Catching Up: Our daughter’s life is streaming live with new peace and purpose. Just in the last week, patches of the quilt that I have dreamed of for years are now in place. The first, that she would find a venue to inspire her to resume creating the amazing collages which I used as illustrations in my book, This Crazy Quilt: Parenting Adult Special Needs One Day At A Time (which just received an excellent review from Kirkus Reviews that you can read here). And second, that she would overcome her resistance to performing theatrically, an anxiety that kept this theater loving gal from opportunities at her boarding school and subsequently back home in Connecticut at SPHERE, an organization which offers special needs adults, among other services, the priceless gift of acting as a repertory group in theater and film.
This week SPHERE stepped in with opportunities to complete both patches of the quilt: our daughter will be creating collages for them to use in greeting cards and posters under the direction of SPHERE President Valerie Jensen; and SPHERE has established a weekly improv class led by the same gentleman who ran a weekly music/theater class for Ability Beyond Disability’s day program where our daughter overcame her shyness and put on an hilarious performance as grandma some months ago. The teacher calls her an improv genius.
Life Is A Horse Show: Pegasus, the always giving equestrian therapeutic riding program our daughter attends each week, gave us a heads up on the $200,000 American Gold Cup Grand Prix in Old Salem, New York. Sunday my daughter and I headed there to watch the competition for the cup, the winner of which will go on to the World Cup competition in France in 2014. The day was of that crisp sunny early Fall variety that New Englanders live for, replete in the greens of well-tended grass, medieval inspired tents, delft blue skies with smudges of white cumulus, green, pink, red, white and blue jumps and nuanced hued grey and brown horses topped off by the silhouettes of helmeted riders. All of this visual candy was set against a soundtrack of mini-equestrian girl chatter, dog yips and yelps (the ASPCA had an adoption day there, too) and the loud and hilarious babble of a baby in a stroller perched on the grassy hill where we sat, his oral motor skills the envy of a special needs mom who two decades earlier, learned how important blowing blueberries and producing bubbles were.

# [DATA FOR REVIEW]

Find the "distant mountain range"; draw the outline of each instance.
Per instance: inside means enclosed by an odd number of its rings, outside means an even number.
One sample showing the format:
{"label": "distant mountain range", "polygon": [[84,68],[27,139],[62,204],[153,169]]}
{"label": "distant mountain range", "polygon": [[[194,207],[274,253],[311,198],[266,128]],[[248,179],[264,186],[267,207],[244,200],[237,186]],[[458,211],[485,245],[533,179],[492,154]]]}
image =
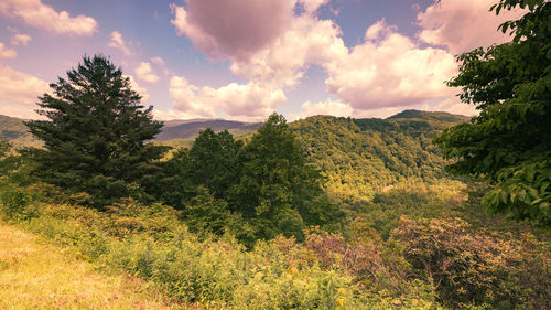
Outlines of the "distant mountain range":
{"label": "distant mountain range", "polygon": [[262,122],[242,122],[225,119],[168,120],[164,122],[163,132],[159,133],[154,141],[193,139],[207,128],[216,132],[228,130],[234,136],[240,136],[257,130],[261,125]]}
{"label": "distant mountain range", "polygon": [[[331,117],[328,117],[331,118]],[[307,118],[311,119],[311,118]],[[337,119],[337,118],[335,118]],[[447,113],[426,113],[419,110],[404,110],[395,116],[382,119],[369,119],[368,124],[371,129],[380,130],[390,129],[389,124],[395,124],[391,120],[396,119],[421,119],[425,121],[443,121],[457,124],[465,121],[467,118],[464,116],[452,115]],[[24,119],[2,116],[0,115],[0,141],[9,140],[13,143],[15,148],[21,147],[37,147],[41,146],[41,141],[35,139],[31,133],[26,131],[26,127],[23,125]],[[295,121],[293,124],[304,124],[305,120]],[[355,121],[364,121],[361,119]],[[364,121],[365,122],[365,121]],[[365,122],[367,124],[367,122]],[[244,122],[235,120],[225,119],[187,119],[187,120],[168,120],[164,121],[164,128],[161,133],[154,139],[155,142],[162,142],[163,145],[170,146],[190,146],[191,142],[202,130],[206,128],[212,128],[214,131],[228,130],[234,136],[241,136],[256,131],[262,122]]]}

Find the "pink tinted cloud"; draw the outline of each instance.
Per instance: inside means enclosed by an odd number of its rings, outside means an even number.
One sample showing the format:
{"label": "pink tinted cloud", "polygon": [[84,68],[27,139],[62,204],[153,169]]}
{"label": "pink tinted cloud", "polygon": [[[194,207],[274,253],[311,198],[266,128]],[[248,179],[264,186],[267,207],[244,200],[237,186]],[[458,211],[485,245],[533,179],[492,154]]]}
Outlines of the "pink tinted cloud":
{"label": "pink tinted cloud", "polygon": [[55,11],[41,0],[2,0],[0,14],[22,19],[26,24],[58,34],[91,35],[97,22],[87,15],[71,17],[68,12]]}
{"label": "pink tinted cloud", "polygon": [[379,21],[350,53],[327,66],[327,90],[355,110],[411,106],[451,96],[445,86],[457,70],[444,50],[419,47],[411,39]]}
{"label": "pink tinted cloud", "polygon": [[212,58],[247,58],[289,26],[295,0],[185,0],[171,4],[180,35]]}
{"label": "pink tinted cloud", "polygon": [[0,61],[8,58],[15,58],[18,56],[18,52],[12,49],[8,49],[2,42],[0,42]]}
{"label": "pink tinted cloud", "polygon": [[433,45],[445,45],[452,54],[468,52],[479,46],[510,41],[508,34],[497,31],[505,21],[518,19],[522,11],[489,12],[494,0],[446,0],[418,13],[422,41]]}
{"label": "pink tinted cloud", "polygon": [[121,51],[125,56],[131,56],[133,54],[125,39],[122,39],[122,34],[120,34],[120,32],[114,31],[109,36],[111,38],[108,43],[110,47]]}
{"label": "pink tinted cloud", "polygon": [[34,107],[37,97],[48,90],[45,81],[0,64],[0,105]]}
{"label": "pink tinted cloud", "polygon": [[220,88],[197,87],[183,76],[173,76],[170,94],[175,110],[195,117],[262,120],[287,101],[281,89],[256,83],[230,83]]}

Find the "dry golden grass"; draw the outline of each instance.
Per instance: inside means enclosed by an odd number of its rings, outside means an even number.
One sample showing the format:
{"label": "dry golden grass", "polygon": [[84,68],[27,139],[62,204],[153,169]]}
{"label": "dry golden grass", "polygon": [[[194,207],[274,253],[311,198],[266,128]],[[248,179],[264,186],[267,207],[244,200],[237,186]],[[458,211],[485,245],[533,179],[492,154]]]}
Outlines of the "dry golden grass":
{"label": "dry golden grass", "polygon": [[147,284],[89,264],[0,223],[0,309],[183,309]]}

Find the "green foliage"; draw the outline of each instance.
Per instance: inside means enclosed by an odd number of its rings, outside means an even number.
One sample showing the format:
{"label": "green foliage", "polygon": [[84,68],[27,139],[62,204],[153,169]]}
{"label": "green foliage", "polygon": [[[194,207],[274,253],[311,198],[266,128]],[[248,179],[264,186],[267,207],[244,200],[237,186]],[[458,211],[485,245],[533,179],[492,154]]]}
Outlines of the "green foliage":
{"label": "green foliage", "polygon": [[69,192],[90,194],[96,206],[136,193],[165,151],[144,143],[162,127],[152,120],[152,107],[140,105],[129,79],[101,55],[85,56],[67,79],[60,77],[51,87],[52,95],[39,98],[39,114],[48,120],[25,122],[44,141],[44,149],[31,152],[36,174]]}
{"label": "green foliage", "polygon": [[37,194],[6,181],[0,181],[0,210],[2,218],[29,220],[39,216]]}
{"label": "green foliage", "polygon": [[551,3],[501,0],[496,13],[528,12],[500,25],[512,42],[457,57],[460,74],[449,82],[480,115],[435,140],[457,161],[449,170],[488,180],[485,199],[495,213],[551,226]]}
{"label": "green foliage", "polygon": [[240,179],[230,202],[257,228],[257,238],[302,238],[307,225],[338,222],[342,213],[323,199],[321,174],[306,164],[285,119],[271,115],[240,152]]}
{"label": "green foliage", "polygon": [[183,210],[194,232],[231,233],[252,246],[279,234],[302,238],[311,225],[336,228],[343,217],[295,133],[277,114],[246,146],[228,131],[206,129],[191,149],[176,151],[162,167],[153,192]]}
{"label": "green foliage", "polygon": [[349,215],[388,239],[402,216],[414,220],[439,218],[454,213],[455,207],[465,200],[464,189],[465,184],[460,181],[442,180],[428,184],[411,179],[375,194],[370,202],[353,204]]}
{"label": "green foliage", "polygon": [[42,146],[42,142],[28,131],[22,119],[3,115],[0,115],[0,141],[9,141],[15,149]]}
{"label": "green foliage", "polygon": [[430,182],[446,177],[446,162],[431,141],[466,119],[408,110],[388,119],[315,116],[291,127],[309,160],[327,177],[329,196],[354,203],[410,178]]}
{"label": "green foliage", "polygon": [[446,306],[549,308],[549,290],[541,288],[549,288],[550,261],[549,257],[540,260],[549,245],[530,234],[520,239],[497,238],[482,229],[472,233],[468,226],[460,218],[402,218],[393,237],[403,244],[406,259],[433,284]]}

---

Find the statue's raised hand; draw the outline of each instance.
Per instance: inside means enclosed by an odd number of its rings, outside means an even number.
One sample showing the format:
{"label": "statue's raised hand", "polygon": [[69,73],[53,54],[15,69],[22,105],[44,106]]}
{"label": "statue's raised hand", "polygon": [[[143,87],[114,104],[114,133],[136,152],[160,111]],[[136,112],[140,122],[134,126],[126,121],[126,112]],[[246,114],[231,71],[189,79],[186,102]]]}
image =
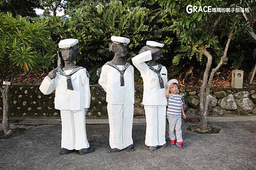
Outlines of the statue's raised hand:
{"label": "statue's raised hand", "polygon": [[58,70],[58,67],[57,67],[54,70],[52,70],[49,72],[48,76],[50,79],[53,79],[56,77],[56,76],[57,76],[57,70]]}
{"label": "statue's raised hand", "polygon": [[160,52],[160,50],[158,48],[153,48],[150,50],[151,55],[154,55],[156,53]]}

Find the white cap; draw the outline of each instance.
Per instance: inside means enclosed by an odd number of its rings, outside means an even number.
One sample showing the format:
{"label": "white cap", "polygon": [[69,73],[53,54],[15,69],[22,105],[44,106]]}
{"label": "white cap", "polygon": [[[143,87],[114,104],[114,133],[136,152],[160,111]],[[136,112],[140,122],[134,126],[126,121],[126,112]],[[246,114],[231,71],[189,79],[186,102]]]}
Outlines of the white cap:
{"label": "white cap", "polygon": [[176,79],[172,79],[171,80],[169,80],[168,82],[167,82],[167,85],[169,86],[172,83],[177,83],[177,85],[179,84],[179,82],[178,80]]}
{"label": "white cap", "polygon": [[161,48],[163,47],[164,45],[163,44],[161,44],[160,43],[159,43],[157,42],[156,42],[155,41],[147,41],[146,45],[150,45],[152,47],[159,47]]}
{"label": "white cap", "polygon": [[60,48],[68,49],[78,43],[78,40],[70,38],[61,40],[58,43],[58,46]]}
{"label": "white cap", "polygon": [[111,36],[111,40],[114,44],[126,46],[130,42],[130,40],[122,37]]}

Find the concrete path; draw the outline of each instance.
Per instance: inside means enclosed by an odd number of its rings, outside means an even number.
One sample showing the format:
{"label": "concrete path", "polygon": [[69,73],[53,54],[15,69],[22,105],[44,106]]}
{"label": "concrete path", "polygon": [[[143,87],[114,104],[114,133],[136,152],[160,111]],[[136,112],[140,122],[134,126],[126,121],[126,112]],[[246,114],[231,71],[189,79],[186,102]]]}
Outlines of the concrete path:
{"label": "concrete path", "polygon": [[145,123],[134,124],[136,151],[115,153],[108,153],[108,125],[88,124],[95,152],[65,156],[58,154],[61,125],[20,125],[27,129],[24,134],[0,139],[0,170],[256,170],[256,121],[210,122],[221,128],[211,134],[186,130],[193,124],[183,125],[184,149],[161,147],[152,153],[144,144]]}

# [EXERCISE DETAILS]
From the parenting text, copy word for word the passage between "This week SPHERE" and "an improv genius.", inclusive.

# [SOLUTION FOR THIS TASK]
This week SPHERE stepped in with opportunities to complete both patches of the quilt: our daughter will be creating collages for them to use in greeting cards and posters under the direction of SPHERE President Valerie Jensen; and SPHERE has established a weekly improv class led by the same gentleman who ran a weekly music/theater class for Ability Beyond Disability’s day program where our daughter overcame her shyness and put on an hilarious performance as grandma some months ago. The teacher calls her an improv genius.